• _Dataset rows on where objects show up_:

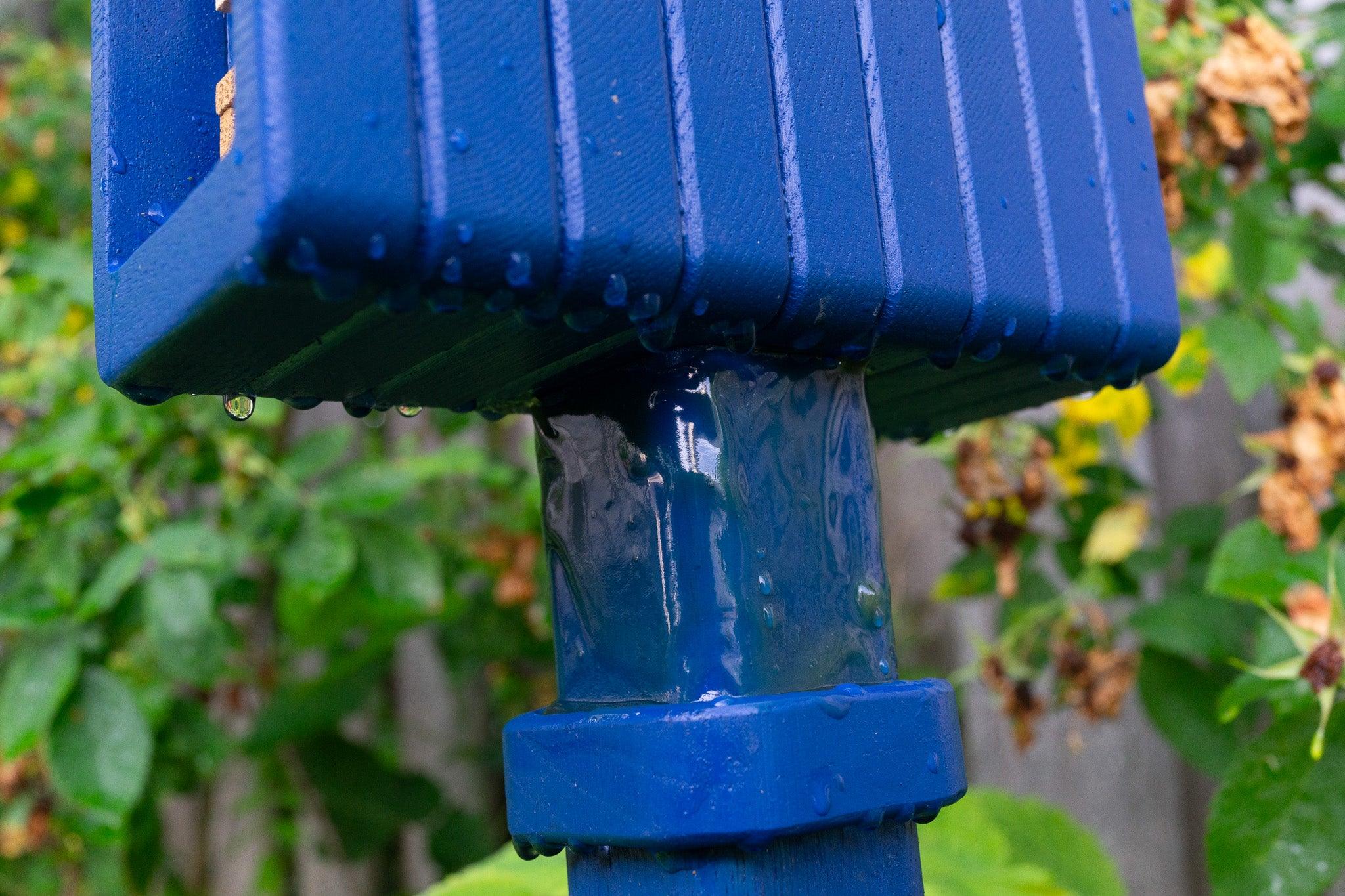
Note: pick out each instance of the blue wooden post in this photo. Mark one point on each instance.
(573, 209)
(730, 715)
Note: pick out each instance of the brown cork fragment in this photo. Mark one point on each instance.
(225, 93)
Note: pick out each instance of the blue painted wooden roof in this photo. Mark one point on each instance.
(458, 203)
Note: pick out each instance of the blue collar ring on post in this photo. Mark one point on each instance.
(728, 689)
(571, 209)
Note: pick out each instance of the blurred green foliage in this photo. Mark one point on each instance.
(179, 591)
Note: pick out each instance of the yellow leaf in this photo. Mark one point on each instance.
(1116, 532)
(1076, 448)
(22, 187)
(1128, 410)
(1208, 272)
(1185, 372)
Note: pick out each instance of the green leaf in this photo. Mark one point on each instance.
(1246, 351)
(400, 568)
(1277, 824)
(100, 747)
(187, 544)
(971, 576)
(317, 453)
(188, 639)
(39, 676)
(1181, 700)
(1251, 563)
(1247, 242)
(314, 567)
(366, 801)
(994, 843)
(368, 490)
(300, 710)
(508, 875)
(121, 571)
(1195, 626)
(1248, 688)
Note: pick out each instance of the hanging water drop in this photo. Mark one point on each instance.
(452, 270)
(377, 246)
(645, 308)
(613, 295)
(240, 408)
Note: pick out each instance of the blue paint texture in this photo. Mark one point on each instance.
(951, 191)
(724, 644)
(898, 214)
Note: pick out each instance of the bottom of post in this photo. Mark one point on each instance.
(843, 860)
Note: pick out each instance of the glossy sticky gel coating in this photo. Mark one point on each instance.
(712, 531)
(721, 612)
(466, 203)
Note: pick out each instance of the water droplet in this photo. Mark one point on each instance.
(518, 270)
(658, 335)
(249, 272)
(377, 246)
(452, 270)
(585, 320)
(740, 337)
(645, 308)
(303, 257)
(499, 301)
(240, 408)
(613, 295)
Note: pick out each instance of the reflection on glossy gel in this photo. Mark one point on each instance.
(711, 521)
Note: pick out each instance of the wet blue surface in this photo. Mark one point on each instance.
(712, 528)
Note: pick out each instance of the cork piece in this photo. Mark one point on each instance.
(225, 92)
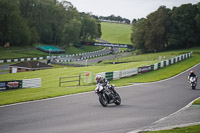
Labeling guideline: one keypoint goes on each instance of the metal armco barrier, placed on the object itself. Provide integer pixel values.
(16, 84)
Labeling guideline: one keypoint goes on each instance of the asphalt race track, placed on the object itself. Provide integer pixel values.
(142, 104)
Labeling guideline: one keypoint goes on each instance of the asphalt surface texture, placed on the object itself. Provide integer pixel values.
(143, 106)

• _Problem details_:
Could you rewrite the items from the line that contains "the asphalt surface" through the last line, swapping "keypoint" for "marker" and leaving everything else untouched?

• _Final result_:
Labeling guideline: one marker goes on each instance of the asphalt surface texture, placed on the object itself. Provide integer pixel values.
(143, 106)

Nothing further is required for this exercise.